Python Forum
Python + request from specific website - please help
Thread Rating:
  • 1 Vote(s) - 5 Average
  • 1
  • 2
  • 3
  • 4
  • 5
Python + request from specific website - please help
#1
I'm trying to write a Python code that sends a request to this website: https://ucr.gov/enforcement using the "search" form where I enter the input (example: 129123) and receive the data back. I'm interested in the "registered" or "unregistered" data status. When you go to that website and enter that number above in the query you'll see what I'm talking about. I need to collect that the result for 2019 and 2018 as either UNREGISTERED or REGISTERED - again you'll see when you go to the website. How do I do that with python? What would be the request code?

[WHAT TO WORK ON]:
Can you copy, word for word, the stretch of the forum thread that begins with "Python Forum" and ends with "the request code?"?

[PROVIDED DATA]:

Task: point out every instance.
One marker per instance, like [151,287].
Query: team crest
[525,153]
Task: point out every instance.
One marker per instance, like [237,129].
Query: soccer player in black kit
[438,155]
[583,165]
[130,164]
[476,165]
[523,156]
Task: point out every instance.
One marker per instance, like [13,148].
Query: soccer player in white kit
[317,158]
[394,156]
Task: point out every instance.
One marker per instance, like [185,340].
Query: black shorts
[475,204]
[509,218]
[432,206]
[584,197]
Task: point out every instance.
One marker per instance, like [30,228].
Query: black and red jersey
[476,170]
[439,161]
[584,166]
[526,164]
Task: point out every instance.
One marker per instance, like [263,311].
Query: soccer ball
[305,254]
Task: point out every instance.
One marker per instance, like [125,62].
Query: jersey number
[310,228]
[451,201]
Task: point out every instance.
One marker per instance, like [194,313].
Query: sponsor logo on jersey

[ANSWER TO THE PROBLEM]:
Python Forum
Python + request from specific website - please help
Thread Rating:
  • 1 Vote(s) - 5 Average
  • 1
  • 2
  • 3
  • 4
  • 5
Python + request from specific website - please help
#1
I'm trying to write a Python code that sends a request to this website: https://ucr.gov/enforcement using the "search" form where I enter the input (example: 129123) and receive the data back. I'm interested in the "registered" or "unregistered" data status. When you go to that website and enter that number above in the query you'll see what I'm talking about. I need to collect that the result for 2019 and 2018 as either UNREGISTERED or REGISTERED - again you'll see when you go to the website. How do I do that with python? What would be the request code?